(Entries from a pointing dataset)
======

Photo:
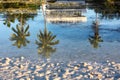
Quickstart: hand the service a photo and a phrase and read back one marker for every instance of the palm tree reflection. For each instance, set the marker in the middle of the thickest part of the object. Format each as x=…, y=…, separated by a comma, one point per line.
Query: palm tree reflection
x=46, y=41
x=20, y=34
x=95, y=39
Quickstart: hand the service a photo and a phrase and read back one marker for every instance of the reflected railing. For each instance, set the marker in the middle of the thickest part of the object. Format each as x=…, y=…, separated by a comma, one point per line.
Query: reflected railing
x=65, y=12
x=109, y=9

======

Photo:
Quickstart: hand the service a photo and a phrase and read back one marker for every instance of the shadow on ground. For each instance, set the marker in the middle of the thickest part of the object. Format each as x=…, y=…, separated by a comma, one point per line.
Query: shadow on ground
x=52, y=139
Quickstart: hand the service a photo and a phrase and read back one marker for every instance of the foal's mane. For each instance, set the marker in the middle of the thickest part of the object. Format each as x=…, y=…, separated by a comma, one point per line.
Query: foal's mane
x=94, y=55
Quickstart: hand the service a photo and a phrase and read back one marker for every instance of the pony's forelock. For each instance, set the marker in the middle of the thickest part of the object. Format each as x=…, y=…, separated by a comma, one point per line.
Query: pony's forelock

======

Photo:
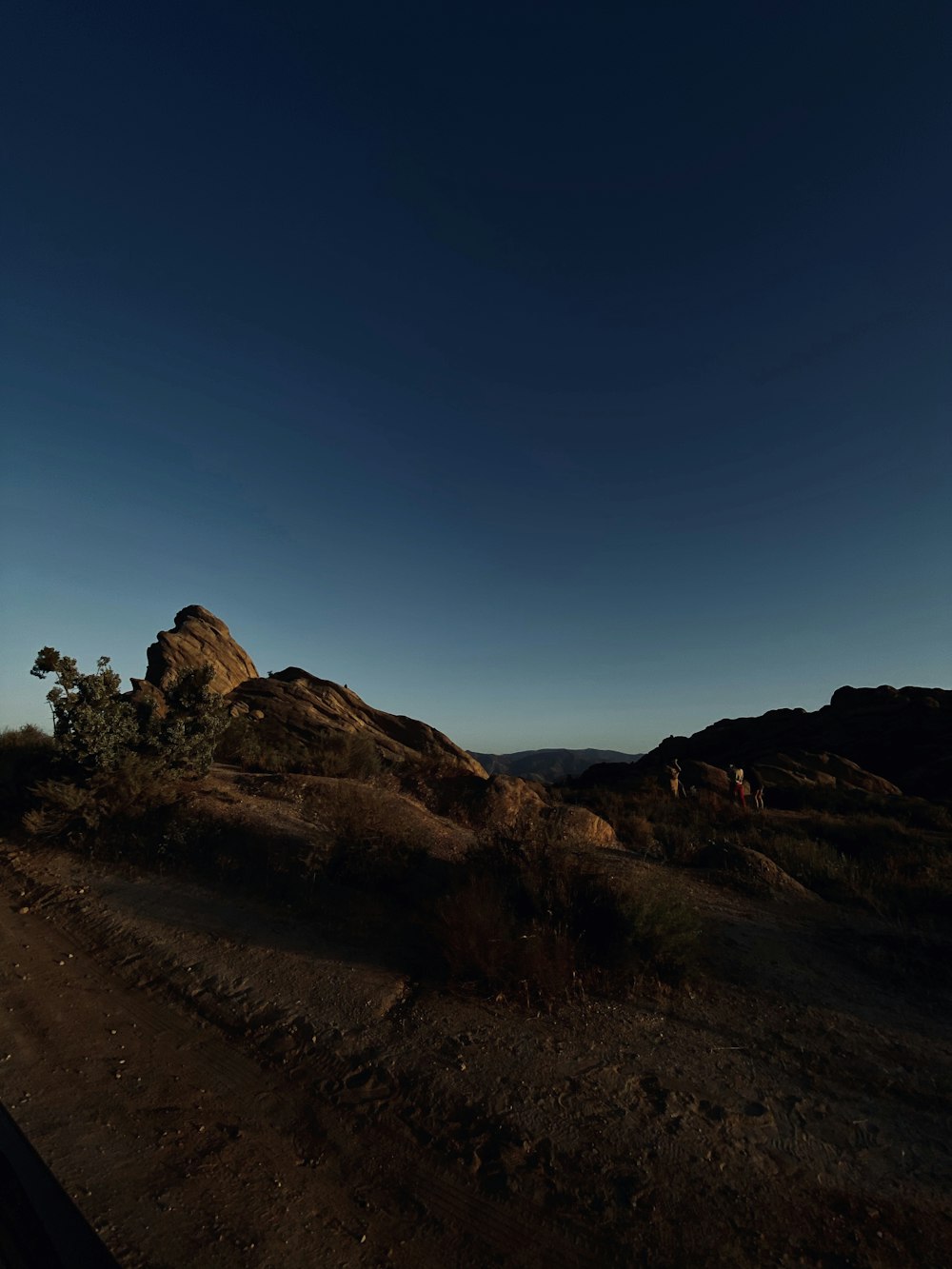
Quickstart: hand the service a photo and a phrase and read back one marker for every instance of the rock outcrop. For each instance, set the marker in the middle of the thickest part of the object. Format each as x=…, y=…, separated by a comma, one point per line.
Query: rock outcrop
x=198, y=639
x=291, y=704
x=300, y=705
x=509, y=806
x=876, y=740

======

§ **Request**
Select every line of the records above that contains the word "mane", and copy each one. Case counts.

§ **Expected answer**
Quickstart: hand the service a photo and a phrase and read back one marker for every instance of the foal's mane. For each instance, set the marker in the middle of the thickest part of the object. Format each as x=…, y=…, separated by a comma, one point per line.
Query: foal's mane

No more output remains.